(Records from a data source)
+===+

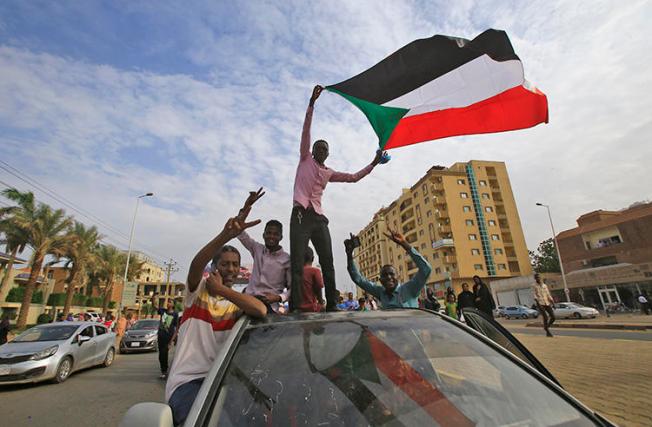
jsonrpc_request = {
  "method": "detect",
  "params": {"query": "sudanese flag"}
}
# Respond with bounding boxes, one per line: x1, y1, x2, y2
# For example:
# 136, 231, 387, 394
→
326, 29, 548, 149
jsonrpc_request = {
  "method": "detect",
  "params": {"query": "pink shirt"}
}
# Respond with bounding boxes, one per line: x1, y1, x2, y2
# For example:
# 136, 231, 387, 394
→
238, 231, 292, 311
294, 105, 374, 215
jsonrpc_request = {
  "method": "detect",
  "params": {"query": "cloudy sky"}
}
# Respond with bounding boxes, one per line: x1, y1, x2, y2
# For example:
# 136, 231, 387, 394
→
0, 0, 652, 289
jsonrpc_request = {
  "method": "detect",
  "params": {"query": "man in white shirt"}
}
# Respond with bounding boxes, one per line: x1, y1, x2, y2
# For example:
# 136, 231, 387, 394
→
532, 273, 555, 337
165, 194, 267, 425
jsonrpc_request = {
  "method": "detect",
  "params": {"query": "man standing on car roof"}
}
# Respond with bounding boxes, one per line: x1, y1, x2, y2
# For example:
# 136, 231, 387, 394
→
532, 273, 555, 337
290, 86, 382, 310
344, 229, 432, 308
165, 194, 267, 425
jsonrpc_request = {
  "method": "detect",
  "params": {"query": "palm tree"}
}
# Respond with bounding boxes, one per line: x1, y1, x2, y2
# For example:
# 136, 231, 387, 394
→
0, 188, 35, 302
14, 203, 72, 328
63, 221, 103, 318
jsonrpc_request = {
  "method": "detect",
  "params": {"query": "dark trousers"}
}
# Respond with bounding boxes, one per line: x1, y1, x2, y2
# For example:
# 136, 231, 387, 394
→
168, 378, 204, 426
290, 206, 337, 310
537, 304, 555, 332
158, 334, 170, 374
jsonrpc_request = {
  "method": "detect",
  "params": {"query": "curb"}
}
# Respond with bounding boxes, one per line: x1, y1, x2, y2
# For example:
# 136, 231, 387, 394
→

+===+

• Task directions: Switch every "Respond" in the rows above to "Reply" and leave everything else as it is. Write out the rows again without the pictures.

• Exercise answer:
jsonrpc_request = {
  "method": "detect",
  "params": {"query": "sudanese flag"}
}
# Reply with bounding boxes, one per line: x1, y1, x2, y2
# For example:
# 136, 231, 387, 394
→
326, 29, 548, 149
jsonrpc_request = {
  "method": "detect",
  "params": {"query": "pink shirt"}
}
# Reply with bounding boxes, one per line: x1, y1, x2, y2
# For example:
# 136, 231, 387, 394
→
238, 231, 292, 311
294, 105, 374, 215
jsonrpc_request = {
  "method": "detect",
  "params": {"query": "cloudy sky"}
}
# Reply with bounding boxes, one per line: x1, y1, x2, y2
# For example:
# 136, 231, 387, 394
→
0, 0, 652, 289
jsonrpc_request = {
  "method": "detect",
  "params": {"query": "man in white shirt"}
}
# Reply with bounding boxes, one per line: x1, y1, x2, y2
# For example:
# 136, 231, 387, 394
→
532, 273, 555, 337
165, 194, 267, 425
jsonrpc_request = {
  "method": "detect",
  "params": {"query": "man standing on car roof"}
}
# Reply with bounding boxes, one per line: x1, y1, x2, y2
# For example:
# 136, 231, 387, 394
→
532, 273, 555, 337
290, 86, 382, 310
344, 229, 432, 308
165, 194, 267, 425
jsonrpc_request = {
  "method": "detect",
  "params": {"query": "palm tree"}
}
# Reply with bounding boxes, one per line: x1, y1, x2, y2
# For example:
# 136, 231, 387, 394
→
0, 188, 35, 302
14, 203, 72, 328
63, 221, 103, 318
jsonrpc_request = {
  "method": "detect",
  "params": {"query": "dark trousers"}
}
# Reply with bounding boxes, one per line: x1, y1, x2, y2
# For example:
# 136, 231, 387, 394
→
168, 378, 204, 426
290, 206, 337, 310
537, 304, 555, 332
158, 334, 170, 374
jsonrpc_request = {
  "method": "detect",
  "params": {"query": "curb"}
}
# Reply with bounding boxes, one per line: x1, y1, x2, y2
# For example:
# 136, 231, 387, 394
→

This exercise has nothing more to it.